**SOURCE PASSAGE**

_ _ _

The biggest problem, however, is not the weakness of Baptist’s critique of Olmstead and Rhode, it is his continued failure to provide any evidence in support of his own claim. He provides plenty of evidence that slaves were whipped, as well as tortured in other ways, for not meeting production quotas. He also provides evidence that quotas increased over time. The problem is that we already knew both of those things, and they are both consistent with Olmstead and Rhode’s interpretation: Slaves were forced pick at maximum effort, and the amount of cotton that could be picked with maximum effort increased over time due to biological innovation. The evidence that Baptist needs to support his argument is evidence of innovation in two areas. The first type of innovation is improvements in methods of physical coercion. He provides evidence that slaveholders kept records of daily picking and whipped slaves for failing to meet quotas. But picking books existed from at least the first decade of the nineteenth century. Moreover, whipping was common well before cotton became the primary crop in the South and was common outside cotton producing areas. If you have any doubts about the use of whips outside the Cotton South, look at the runaway slave ads for eighteenth century Virginia, you won't have to look far to find references to a runaway having a back that is “well scarred” or with “many whelks” or “used to the whip.”  Baptist needs to show that slaveholders not only kept records and used physical coercion but that they did these things better over time. And I am not talking about one planter getting better as he becomes more experienced, I am talking about changes over decades, changes that can be passed on from one planter to another.  He dos not show this. Ironically, when he does provide an example of innovation from a slave narrative (the whipping machine) he discounts it, saying he does not believe it was real.

_ _ _

**SOURCE MATERIAL**

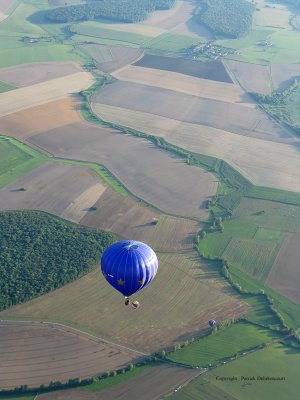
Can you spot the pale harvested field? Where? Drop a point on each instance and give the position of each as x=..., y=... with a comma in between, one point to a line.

_ _ _

**REQUIRED ACTION**
Continue the passage on Baptist's claims about cotton picking, starting after its last sentence. The material has no connection to the passage on Baptist's claims about cotton picking.

**RESULT OF THE TASK**
The second type of innovation that Baptist needs to demonstrate is innovation in picking techniques. Again, keep in mind that we are not talking about one person increasing their productivity as they become more experienced, we are talking about increases in productivity that take place decade after decade. Baptist’s argument is not about particular people increasing their picking rates with practice. His argument requires improvements in technique that can be passed on from one generation to another. He does not provide any evidence of this passing on of techniques. Ironically, his argument for the importance of slave narratives as a source conflicts with his claim that innovation in coercion produced innovation in picking. Not only does he not provide examples of narratives describing these innovations in picking technique, many of the most well-known accounts, such as Charles Ball and Solomon Northrup, suggest that picking productivity was largely a matter of practice and innate dexterity. 

In the end, Baptist just throws out strawmen and knocks them down, hoping that you won’t notice that he is not actually providing the evidence that is needed to support his argument.